▶ Assignment:
Drop every picture, then repeat the records exactly.

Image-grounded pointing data
********

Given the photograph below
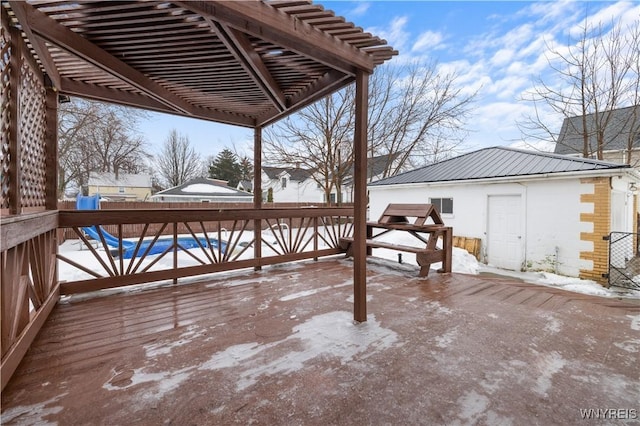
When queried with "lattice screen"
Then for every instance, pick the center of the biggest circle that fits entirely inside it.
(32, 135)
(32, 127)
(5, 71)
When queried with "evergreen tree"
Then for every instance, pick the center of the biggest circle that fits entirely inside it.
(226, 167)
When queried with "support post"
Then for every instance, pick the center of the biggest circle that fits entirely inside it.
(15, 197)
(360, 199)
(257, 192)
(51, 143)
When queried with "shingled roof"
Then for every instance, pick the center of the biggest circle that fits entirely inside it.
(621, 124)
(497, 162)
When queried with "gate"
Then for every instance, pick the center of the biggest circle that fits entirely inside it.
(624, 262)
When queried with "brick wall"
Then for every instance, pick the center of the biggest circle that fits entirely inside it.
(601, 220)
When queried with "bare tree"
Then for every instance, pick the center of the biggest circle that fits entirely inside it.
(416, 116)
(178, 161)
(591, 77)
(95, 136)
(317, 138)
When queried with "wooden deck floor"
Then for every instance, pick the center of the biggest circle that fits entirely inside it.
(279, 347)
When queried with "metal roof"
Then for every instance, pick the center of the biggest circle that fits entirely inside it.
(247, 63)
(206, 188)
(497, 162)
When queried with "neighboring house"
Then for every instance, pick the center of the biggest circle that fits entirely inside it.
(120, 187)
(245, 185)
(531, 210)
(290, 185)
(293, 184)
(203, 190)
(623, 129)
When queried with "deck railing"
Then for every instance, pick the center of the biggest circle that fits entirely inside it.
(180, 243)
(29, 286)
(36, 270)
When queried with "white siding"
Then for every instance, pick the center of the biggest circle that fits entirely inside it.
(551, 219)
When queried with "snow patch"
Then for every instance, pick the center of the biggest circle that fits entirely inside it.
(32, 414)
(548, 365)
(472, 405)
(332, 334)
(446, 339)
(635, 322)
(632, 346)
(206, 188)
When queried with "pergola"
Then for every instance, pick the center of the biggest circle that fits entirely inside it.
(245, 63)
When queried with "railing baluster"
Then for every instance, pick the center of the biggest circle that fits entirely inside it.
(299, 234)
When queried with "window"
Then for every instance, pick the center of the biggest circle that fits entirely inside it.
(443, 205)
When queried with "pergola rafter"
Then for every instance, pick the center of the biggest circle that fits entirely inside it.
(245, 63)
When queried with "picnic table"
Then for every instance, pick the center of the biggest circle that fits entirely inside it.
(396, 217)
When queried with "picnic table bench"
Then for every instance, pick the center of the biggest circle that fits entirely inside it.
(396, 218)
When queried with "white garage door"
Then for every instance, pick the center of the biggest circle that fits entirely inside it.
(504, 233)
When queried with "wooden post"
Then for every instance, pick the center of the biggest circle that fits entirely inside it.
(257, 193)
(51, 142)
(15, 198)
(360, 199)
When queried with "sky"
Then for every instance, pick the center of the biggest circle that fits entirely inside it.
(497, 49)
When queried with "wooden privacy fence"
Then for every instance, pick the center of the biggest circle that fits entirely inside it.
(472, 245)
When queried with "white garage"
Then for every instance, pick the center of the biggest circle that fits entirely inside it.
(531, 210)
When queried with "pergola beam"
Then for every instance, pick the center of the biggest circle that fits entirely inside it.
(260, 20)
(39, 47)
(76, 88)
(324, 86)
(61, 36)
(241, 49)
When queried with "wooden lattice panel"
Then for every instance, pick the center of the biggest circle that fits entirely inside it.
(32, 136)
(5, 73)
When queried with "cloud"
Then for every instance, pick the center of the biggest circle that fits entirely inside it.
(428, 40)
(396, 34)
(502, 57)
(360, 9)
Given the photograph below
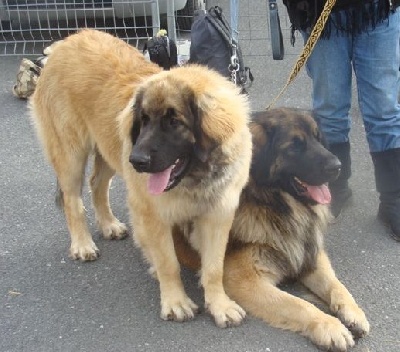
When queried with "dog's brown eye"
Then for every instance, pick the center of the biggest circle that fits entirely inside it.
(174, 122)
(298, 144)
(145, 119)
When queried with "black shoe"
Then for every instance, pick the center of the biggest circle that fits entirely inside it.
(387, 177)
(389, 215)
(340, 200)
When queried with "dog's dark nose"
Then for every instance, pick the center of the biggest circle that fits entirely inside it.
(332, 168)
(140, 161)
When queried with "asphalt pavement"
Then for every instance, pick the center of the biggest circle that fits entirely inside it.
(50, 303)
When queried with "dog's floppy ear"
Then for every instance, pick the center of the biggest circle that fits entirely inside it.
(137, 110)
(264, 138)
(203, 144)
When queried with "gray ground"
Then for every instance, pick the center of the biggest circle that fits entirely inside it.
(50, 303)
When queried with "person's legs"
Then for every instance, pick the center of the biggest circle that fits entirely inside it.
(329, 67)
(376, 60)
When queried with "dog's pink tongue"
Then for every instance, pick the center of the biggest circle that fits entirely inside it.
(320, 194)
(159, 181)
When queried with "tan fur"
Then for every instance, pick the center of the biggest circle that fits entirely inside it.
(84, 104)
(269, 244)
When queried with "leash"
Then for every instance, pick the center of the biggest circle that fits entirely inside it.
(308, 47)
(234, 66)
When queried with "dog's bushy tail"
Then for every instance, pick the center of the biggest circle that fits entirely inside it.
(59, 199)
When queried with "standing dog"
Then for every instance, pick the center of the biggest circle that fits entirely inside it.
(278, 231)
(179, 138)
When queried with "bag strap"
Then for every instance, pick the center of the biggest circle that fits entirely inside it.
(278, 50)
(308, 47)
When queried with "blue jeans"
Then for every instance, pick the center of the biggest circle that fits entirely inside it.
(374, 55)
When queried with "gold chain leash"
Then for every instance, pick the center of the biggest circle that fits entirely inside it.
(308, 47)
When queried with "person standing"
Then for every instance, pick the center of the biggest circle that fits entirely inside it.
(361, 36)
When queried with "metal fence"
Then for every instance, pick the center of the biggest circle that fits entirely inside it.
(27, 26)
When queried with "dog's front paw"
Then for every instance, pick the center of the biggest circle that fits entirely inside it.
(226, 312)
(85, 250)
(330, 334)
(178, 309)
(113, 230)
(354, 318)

********

▶ Worked solution:
Given the photograph below
When queried with "lattice screen"
Then for every instance, pick the center of the biggest circle that fits entirely inside it.
(32, 135)
(32, 127)
(5, 71)
When queried with "evergreen tree"
Then for every instance, pick the center of the biggest circle that fits entirely inside it.
(226, 167)
When queried with "support post"
Then for every instance, pick the center of the biggest circle that fits entirely inside it.
(15, 197)
(360, 199)
(257, 192)
(51, 143)
When queried with "shingled roof"
Then for every instance, pick the center of the biggest circle that fits entirely inside it.
(621, 124)
(497, 162)
When queried with "gate"
Then for every instance, pick the center of the biggest circle that fits entirely inside it.
(624, 262)
When queried with "brick wall"
Then for every instance, pick the center of the biggest circle that fits entirely inside it.
(601, 220)
When queried with "bare tree"
Then for every instance, pick the center of the biggest circle that fits entirely inside it.
(416, 116)
(178, 161)
(591, 77)
(95, 136)
(317, 138)
When queried with "wooden deck floor"
Then for every instance, pick the center of the biggest circle that fits entirely inside it.
(279, 347)
When queried with "metal roof"
Then for every instance, pick the center of the biggest circle that fits entirely inside it.
(247, 63)
(206, 188)
(497, 162)
When queried with "neighboring house"
Then for every instance, pick the center of the biggest circle that fits entirely inside it.
(120, 187)
(245, 185)
(531, 210)
(290, 185)
(293, 184)
(203, 190)
(623, 129)
When queried with "deck railing"
Then for every instance, pick the center of the biggest circle that fits entirely inside it.
(180, 243)
(29, 286)
(36, 270)
When queried with "white siding"
Then for every instance, pick the center of the biggest circle that fits entirely inside it.
(551, 219)
When queried with "snow patch"
Then for every instance, pick the center of the biggest circle that fits entirely inside it.
(32, 414)
(548, 365)
(472, 405)
(332, 334)
(446, 339)
(635, 322)
(632, 346)
(206, 188)
When queried with "pergola"
Then for every instance, pick the center of the biggest circle that fits entirely inside it.
(245, 63)
When queried with "railing baluster"
Then for every instance, pick the center of the biggest circle that fits entirely inside it.
(299, 234)
When queried with "window"
Then for every instance, pick the center of the biggest circle that fits entirely inside it.
(443, 205)
When queried with "pergola rafter"
Then for every instance, pick the center of the biggest circle that fits entirely inside it.
(245, 63)
When queried with "picnic table"
Then for every instance, pick the center of the biggest circle that fits entirely inside it.
(396, 217)
When queried with "picnic table bench"
Then for every instance, pick the center of the biggest circle that fits entirely inside it.
(396, 218)
When queried with "white garage door"
Then for every instance, pick the center of the biggest circle that fits entirely inside it.
(504, 233)
When queried with "wooden post"
Then for every instance, pick the center of the biggest circle that fits entirely inside it.
(257, 193)
(51, 142)
(15, 198)
(360, 199)
When queried with "sky"
Then for every instance, pick the center of the biggest circle that fits entirely inside it.
(497, 49)
When queried with "wooden privacy fence"
Then for every instance, pick the center of the biggest circle that fits entirely inside it.
(472, 245)
When queried with "white garage"
Then for every instance, pick the center of the biggest circle that fits entirely inside it.
(531, 210)
When queried with "pergola beam"
Then for every instance, pick the center of the biggest circle that fits entirely inside it.
(260, 20)
(39, 47)
(76, 88)
(324, 86)
(61, 36)
(241, 49)
When queried with "wooden lattice panel"
Then for every instance, pick the center of the biggest circle that fits entirely inside it.
(32, 136)
(5, 73)
When queried with "cloud"
Then for every instance, pick the center of the biggest circle that fits entirely inside it.
(428, 40)
(396, 34)
(502, 57)
(360, 9)
Given the photograph below
When queried with "dog's brown eye"
Then for every instance, pick the center of the biggest circle that fits entirely inside it.
(174, 122)
(298, 144)
(145, 119)
When queried with "black shoe"
Then for every instance, pick the center of the biggest circle that fits entirely inside it.
(387, 177)
(389, 215)
(340, 200)
When queried with "dog's dark nose"
Then for every instance, pick the center of the biggest circle that fits entirely inside it.
(332, 168)
(140, 161)
When queried with "asphalt pavement"
Then for every instance, pick the center of the biggest circle that fits entirely inside it.
(50, 303)
When queried with "dog's floppy ear"
Then for every instance, pick the center of the biggest circle that fits entirely inside it.
(137, 110)
(264, 138)
(203, 144)
When queried with "gray ground"
Then for every instance, pick the center of the biggest circle that fits entirely inside it.
(50, 303)
When queried with "person's legs"
Then for every instance, pick the center of the biggest circle that fits entirely inside it.
(329, 67)
(376, 60)
When queried with "dog's pink tongue"
Then for every instance, pick the center of the biggest circle that fits entirely inside it.
(320, 194)
(159, 181)
When queried with "tan fur"
Then for every instance, pick the center of the biggest circle that fits entirely inside it.
(84, 104)
(269, 244)
When queried with "leash"
Then for every instance, pick the center of the biggest circle that fits entirely inside it.
(308, 47)
(234, 66)
When queried with "dog's bushy tail"
Then for every instance, pick the center of the biggest circle that fits entirely inside it.
(59, 199)
When queried with "standing dog"
Then for every instance, pick the center of the biggest circle that fits entirely inside it.
(278, 231)
(179, 138)
When queried with "bag strap"
Then for every instance, pick the center of the biggest circle that fits entirely inside it.
(278, 50)
(308, 47)
When queried with "blue jeans"
Then for every instance, pick the center of the biggest circle that fits entirely inside it.
(374, 55)
When queried with "gold chain leash"
Then for every instance, pick the center of the biggest circle that fits entirely inside it.
(308, 47)
When queried with "person standing"
Then for every instance, pick the center of the biggest circle that fits entirely inside it.
(361, 36)
When queried with "metal fence"
Then for every instance, pick the center of the biggest circle that fits entirely inside it.
(27, 26)
When queried with "dog's front paw"
Then for every instance, pick the center of the biggest circle that fits entirely inside it.
(226, 312)
(85, 250)
(330, 334)
(178, 309)
(113, 230)
(354, 318)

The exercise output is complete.